ITL #563 - Screw AI: creative excellence is born in our analog world

7 months, 2 weeks ago

(Comments)


The best idea can come from the intern or the CEO. What matters is how these ideas are treated, evolved, and polished. By Paul Anthony Larmon.



In my experience navigating the public relations industry, I've come to realize that simply valuing creativity isn't enough to achieve it. Creativity is not a passive attribute that flourishes simply by having it in your credentials, as most firms do; it's a vibrant, demanding force that requires nurturing through direct action, cultivated client relationships and intentional organizational structuring, which are achieved operationally rather than individual creative talent. I believe everyone is creative by nature, anyways.

 

Where client relationships contribute to creative success

Let's start with what we all understand about our field, client relationships. The most innovative campaigns don’t emerge from strained, strictly contractual interactions that occur in a high-pressure, heavily KPI-ed dynamic. They almost entirely come from relationships where open dialogue, mutual respect, and shared vision were present. I've observed that when PR agencies and clients work from two camps rather than one, the creative spark is stifled, or eliminated altogether.

 

In contrast, partnerships where the client is involved early on, where there's dialogue rather than monologue (from either side!), lead to groundbreaking work. It's about reaching beyond the brief, engaging clients in the brainstorming process, and ensuring their insights contribute to the creative journey. Clients should be given what they want, before they are given what they “need”, which is often dictated (and often unsuccessfully) by the creative director or team.

 

There's immeasurable value in informal exchanges, casual conversations, and yes, sometimes even in sharing a drink or two with the client, to unearth the precious nuggets of creative opportunity that formal settings often bury. Of one thing I am sure: Creativity does NOT happen in a boardroom.

 

If creativity is yin, boredom is yang

Moving on to the second core of my premise: processes and resources. Creativity thrives in agencies where it's woven into the fabric of culture and not just a line item in a mission statement or a dusty award plaque on the wall. It's present in the day-to-day actions, decisions, and communications within the agency. From the physical layout of the office that promotes chance encounters and idea exchanges, to the systemic encouragement of cross-departmental collaboration, every element of the organization can work for and against creativity. When admin processes are simplified, it allows mental energy to be saved and invested elsewhere.

WHAT YOU WILL DO: Reproduce the article about creativity in public relations word for word, from its title line through its final sentence.

GIVEN ENTRIES:
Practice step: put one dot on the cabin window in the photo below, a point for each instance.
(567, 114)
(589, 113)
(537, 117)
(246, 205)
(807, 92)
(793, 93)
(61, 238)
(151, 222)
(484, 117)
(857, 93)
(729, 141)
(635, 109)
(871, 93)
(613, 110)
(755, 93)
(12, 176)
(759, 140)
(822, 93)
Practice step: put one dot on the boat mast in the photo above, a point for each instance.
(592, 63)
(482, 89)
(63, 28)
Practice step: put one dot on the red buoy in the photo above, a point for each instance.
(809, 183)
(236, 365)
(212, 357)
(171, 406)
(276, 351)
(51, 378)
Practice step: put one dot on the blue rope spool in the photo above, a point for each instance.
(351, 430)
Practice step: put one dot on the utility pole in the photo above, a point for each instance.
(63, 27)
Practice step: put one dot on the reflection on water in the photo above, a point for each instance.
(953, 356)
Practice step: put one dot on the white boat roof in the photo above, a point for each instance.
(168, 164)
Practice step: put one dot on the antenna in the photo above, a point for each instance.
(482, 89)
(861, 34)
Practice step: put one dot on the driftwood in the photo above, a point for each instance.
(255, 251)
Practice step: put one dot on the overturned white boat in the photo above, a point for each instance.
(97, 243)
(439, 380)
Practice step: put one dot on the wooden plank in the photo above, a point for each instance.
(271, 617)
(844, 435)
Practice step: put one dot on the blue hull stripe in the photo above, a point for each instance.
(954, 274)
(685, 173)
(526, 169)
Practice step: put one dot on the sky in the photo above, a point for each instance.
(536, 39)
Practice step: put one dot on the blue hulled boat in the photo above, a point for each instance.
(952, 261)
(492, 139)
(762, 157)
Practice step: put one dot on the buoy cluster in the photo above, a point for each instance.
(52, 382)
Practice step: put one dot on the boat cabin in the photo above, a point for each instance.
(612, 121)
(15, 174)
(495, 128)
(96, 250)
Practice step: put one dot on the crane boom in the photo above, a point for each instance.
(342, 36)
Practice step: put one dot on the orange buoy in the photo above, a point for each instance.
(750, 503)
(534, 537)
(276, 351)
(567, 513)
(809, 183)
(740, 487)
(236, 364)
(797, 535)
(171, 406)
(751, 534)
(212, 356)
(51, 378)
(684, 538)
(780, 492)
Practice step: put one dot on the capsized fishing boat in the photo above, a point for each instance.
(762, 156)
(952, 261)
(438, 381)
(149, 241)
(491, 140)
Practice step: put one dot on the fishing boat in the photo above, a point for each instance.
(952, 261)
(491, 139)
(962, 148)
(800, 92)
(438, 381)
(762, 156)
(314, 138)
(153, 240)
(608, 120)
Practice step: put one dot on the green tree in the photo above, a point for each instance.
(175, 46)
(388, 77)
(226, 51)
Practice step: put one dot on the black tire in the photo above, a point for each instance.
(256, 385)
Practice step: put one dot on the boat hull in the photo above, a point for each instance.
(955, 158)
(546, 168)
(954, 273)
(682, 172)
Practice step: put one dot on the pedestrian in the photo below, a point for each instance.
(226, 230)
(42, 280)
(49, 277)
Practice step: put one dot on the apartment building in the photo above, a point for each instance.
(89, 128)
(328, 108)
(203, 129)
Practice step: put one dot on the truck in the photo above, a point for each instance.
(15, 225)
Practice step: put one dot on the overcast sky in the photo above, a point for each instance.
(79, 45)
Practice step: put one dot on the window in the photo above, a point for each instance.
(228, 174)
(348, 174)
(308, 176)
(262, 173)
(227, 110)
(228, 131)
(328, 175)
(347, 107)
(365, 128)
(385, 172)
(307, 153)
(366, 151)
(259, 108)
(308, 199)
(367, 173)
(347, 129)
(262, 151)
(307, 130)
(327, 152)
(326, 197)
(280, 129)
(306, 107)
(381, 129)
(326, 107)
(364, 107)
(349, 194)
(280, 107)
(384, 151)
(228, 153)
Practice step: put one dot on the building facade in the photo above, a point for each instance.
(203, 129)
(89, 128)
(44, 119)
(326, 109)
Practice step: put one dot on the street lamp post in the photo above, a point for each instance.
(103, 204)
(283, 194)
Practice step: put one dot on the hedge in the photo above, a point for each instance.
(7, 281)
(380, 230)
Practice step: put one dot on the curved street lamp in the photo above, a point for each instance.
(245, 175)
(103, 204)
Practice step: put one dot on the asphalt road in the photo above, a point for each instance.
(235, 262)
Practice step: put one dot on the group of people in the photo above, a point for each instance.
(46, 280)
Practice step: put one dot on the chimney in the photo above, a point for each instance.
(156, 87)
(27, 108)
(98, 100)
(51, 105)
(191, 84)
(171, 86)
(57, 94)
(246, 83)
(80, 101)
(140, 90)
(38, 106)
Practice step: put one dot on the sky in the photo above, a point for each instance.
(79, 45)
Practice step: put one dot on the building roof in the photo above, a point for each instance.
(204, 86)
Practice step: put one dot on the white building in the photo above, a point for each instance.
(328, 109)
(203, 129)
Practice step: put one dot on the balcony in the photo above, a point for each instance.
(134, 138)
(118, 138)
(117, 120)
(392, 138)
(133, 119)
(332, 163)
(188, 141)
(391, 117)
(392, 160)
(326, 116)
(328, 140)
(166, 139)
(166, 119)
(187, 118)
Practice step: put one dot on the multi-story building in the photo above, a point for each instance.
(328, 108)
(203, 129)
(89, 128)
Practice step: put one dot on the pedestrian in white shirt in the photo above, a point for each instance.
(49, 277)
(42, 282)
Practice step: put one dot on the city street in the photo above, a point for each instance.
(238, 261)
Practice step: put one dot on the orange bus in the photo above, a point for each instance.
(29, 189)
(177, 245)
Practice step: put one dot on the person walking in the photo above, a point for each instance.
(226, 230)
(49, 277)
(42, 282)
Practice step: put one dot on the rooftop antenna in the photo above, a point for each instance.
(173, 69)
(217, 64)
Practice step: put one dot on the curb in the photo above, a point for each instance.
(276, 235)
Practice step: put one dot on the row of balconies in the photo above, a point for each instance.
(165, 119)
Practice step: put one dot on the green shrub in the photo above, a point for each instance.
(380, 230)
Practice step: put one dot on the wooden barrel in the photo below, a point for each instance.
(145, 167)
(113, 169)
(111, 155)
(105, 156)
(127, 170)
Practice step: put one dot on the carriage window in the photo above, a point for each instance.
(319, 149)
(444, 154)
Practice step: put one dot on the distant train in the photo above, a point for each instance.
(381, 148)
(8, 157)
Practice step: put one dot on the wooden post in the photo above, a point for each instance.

EXERCISE ANSWER:
ITL #563 - Screw AI: creative excellence is born in our analog world

7 months, 2 weeks ago

(Comments)


The best idea can come from the intern or the CEO. What matters is how these ideas are treated, evolved, and polished. By Paul Anthony Larmon.



In my experience navigating the public relations industry, I've come to realize that simply valuing creativity isn't enough to achieve it. Creativity is not a passive attribute that flourishes simply by having it in your credentials, as most firms do; it's a vibrant, demanding force that requires nurturing through direct action, cultivated client relationships and intentional organizational structuring, which are achieved operationally rather than individual creative talent. I believe everyone is creative by nature, anyways.

 

Where client relationships contribute to creative success

Let's start with what we all understand about our field, client relationships. The most innovative campaigns don’t emerge from strained, strictly contractual interactions that occur in a high-pressure, heavily KPI-ed dynamic. They almost entirely come from relationships where open dialogue, mutual respect, and shared vision were present. I've observed that when PR agencies and clients work from two camps rather than one, the creative spark is stifled, or eliminated altogether.

 

In contrast, partnerships where the client is involved early on, where there's dialogue rather than monologue (from either side!), lead to groundbreaking work. It's about reaching beyond the brief, engaging clients in the brainstorming process, and ensuring their insights contribute to the creative journey. Clients should be given what they want, before they are given what they “need”, which is often dictated (and often unsuccessfully) by the creative director or team.

 

There's immeasurable value in informal exchanges, casual conversations, and yes, sometimes even in sharing a drink or two with the client, to unearth the precious nuggets of creative opportunity that formal settings often bury. Of one thing I am sure: Creativity does NOT happen in a boardroom.

 

If creativity is yin, boredom is yang

Moving on to the second core of my premise: processes and resources. Creativity thrives in agencies where it's woven into the fabric of culture and not just a line item in a mission statement or a dusty award plaque on the wall. It's present in the day-to-day actions, decisions, and communications within the agency. From the physical layout of the office that promotes chance encounters and idea exchanges, to the systemic encouragement of cross-departmental collaboration, every element of the organization can work for and against creativity. When admin processes are simplified, it allows mental energy to be saved and invested elsewhere.